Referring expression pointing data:

************

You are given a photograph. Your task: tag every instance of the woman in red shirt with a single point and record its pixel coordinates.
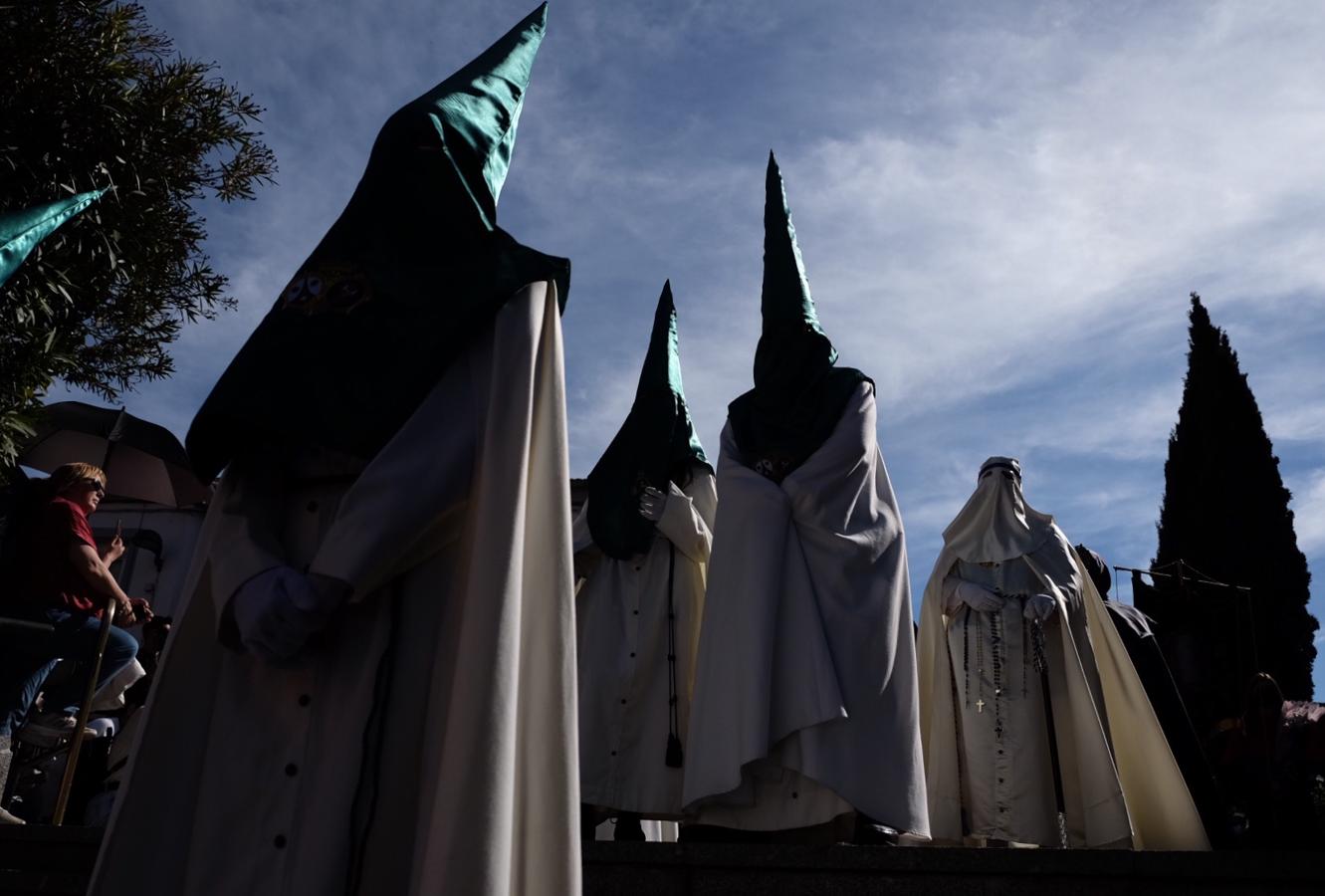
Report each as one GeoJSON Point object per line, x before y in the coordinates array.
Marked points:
{"type": "Point", "coordinates": [68, 586]}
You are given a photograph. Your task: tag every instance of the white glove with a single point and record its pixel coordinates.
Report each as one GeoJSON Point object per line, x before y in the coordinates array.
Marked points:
{"type": "Point", "coordinates": [1039, 606]}
{"type": "Point", "coordinates": [277, 611]}
{"type": "Point", "coordinates": [652, 503]}
{"type": "Point", "coordinates": [976, 596]}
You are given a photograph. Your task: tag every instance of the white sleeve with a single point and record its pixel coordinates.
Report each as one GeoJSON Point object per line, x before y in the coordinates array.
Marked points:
{"type": "Point", "coordinates": [688, 516]}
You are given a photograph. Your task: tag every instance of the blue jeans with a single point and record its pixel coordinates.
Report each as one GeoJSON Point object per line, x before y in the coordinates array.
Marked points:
{"type": "Point", "coordinates": [27, 664]}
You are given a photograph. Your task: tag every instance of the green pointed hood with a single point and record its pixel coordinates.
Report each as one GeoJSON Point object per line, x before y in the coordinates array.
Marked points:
{"type": "Point", "coordinates": [21, 231]}
{"type": "Point", "coordinates": [797, 394]}
{"type": "Point", "coordinates": [409, 273]}
{"type": "Point", "coordinates": [657, 443]}
{"type": "Point", "coordinates": [785, 304]}
{"type": "Point", "coordinates": [476, 112]}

************

§ What you are asked to do:
An exact copy of the data above is required, printed without its pictures.

§ Written answer:
You are given a photograph. Your task: tag every instance of the woman in red shirt with a single point and record its pixel coordinates.
Report each as one GeoJSON Point object per line, x before y in the coordinates array.
Marked points:
{"type": "Point", "coordinates": [68, 586]}
You are given a photograph. Your task: tag every instance of the white glove with a single point and record its pixel coordinates.
Report each as one GeoJSON Point object per line, x before y in the coordinates array.
Marked points:
{"type": "Point", "coordinates": [1039, 606]}
{"type": "Point", "coordinates": [277, 611]}
{"type": "Point", "coordinates": [652, 503]}
{"type": "Point", "coordinates": [976, 596]}
You are given a photograph. Your task: tag every instance of the white sleeve with a single point and record its pixel coordinates.
Report each as one GeoJSON Point object per line, x before y in the coordinates array.
Marked points:
{"type": "Point", "coordinates": [688, 516]}
You are given a photograph. Your task: tag every instance of the blue jeans with a single point and record its pixel coordinates.
Report each as one GeoJSON Point object per line, x before y in the coordinates array.
Marked points:
{"type": "Point", "coordinates": [27, 664]}
You are given a photograph. Your task: tag every instance of the green pointed hood with a single point and record its pixel coordinates.
Report each as one GeoJSON Point object per line, x before y in the coordinates array.
Marked points:
{"type": "Point", "coordinates": [21, 231]}
{"type": "Point", "coordinates": [797, 394]}
{"type": "Point", "coordinates": [409, 273]}
{"type": "Point", "coordinates": [657, 443]}
{"type": "Point", "coordinates": [785, 304]}
{"type": "Point", "coordinates": [476, 112]}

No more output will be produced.